Text block ▸
Three years GK110 lasted without a replacement. Speaks to how well engineered Kelper is. Read Nvidia Dev Boards: there are "some" who think C.C 3.5 code arch is better than C.C 5.2. Not Including efficiency. (DP64 cores use more wattage then 32bit cores. This one reasons Maxwell TDP is lower- the loss of DP64 cores and change from superscalar to Scalar? Struggle for DP64 - C.C5.0/5.2 was trimmed even further away from Fermi's 1/2or1/8 and Kelper 1/3or1/16 64 bit core ratio. (I'm curious to see how many DP64 are in an GM2*0 SMM and TDP. C.C 3.5 64DP core per SMX @ 1/3rd total SMX core count.(driver limited to 8DP SMX for GTX780[ti] @ 1/16th total SMX) Maxwell C.C 5.0/5.2 is 1/32 total SMM.

Not specific to GPUGRID: C.C 5.0/5.2 L1/L2 cache/global and shared memory behavior is different. Maxwell lacks [32] bank--64bit addressing mode. Kelper 3.0/3.5 64bit/8bytewide (if chosen code path) default is 4bytes. Maxwell faster at hashing- as Kelper is for DP64.

CUDA Programming guide states:

"section by reading it using the __ldg() function (see Read-Only Data Cache Load Function). When the compiler detects that the read-only condition is satisfied for some data, it will use __ldg() to read it. The compiler might not always be able to detect that the read-only condition is satisfied for some data. Marking pointers used for loading such data with both the const and __restrict__ qualifiers increases the likelihood that the compiler will detect the read-only condition.

Data that is not read-only for the entire lifetime of the kernel cannot be cached in the unified L1/texture cache for devices of compute capability 5.0. For devices of compute capability 5.2, it is, by default, not cached in the unified L1/texture cache, but caching may be enabled using the following mechanisms: •Perform the read using inline assembly with the appropriate modifier as described in the PTX reference manual;
• Compile with the -Xptxas -dlcm=ca compilation flag, in which case all reads are cached, except reads that are performed using inline assembly with a modifier that disables caching;
• Compile with the -Xptxas -fscm=ca compilation flag, in which case all reads are cached, including reads that are performed using inline assembly regardless of the modifier used.
When caching is enabled using some the three mechanisms listed above, devices of compute capability 5.2 will cache global memory reads in the unified L1/texture cache for all kernel launches except for the kernel launches for which thread blocks consume too much of the multiprocessor's resources. These exceptions are reported by the profiler."

Work instructions ▸ Extend the post comparing Kepler and Maxwell GPUs, picking up after its final sentence. The records come from a separate source, unrelated to the post on Kepler and Maxwell GPUs.

Material provided ▸
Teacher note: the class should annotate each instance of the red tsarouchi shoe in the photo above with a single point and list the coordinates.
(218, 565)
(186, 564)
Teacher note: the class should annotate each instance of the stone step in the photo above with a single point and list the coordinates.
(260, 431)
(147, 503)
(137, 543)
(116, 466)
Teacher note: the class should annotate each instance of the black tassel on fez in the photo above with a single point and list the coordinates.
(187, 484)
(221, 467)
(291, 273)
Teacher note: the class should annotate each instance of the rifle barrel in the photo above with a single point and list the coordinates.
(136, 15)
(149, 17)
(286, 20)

---

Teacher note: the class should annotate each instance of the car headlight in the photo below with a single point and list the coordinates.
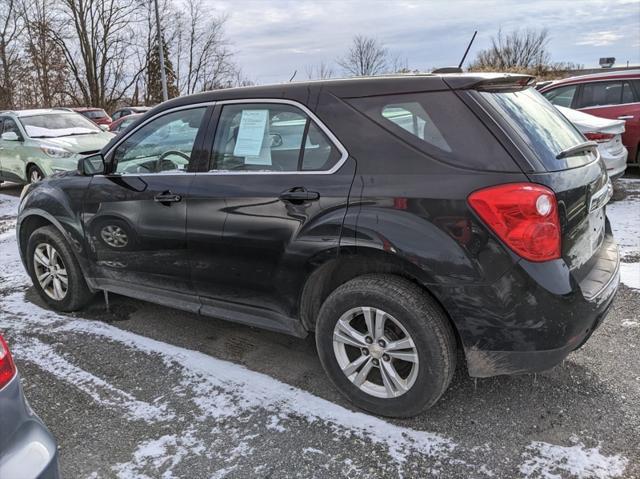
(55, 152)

Task output ▸
C.C 3.0/3.5 shared memory:
"Shared memory has 32 banks with two addressing modes that are described below.
The addressing mode can be queried using cudaDeviceGetSharedMemConfig() and set using cudaDeviceSetSharedMemConfig() (see reference manual for more details). Each bank has a bandwidth of 64 bits per clock cycle."

64-Bit Mode
Successive 64-bit words map to successive banks.
"A shared memory request for a warp does not generate a bank conflict between two threads that access any sub-word within the same 64-bit word (even though the addresses of the two sub-words fall in the same bank): In that case, for read accesses, the 64-bit word is broadcast to the requesting threads and for write accesses, each sub-word is written by only one of the threads (which thread performs the write is undefined). In this mode, the same access pattern generates fewer bank conflicts than on devices of compute capability 2.x for 64-bit accesses and as many or fewer for 32-bit accesses."

32-Bit Mode
Successive 32-bit words map to successive banks.
"A shared memory request for a warp does not generate a bank conflict between two threads that access any sub-word within the same 32-bit word or within two 32-bit words whose indices i and j are in the same 64-word aligned segment (i.e., a segment whose first index is a multiple of 64) and such that j=i+32 (even though the addresses of the two sub-words fall in the same bank): In that case, for read accesses, the 32-bit words are broadcast to the requesting threads and for write accesses, each sub-word is written by only one of the threads (which thread performs the write is undefined).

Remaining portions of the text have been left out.